(What is required)
Whenever a line in the entries below contains "point", copy that line.

---------------

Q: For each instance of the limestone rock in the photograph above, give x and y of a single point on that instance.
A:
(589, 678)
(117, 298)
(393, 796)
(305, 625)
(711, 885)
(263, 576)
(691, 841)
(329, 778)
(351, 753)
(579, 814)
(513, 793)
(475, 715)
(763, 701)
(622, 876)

---------------

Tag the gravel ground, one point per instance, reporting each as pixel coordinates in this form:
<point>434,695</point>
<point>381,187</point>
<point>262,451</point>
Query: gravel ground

---------------

(Answer to this exercise)
Q: For each instance of the limestone rock in the photograph above, give x and y of a single point on that instance.
Tag the gravel ground, one point per instance, reporting each as pixel coordinates in this form:
<point>434,695</point>
<point>381,187</point>
<point>262,451</point>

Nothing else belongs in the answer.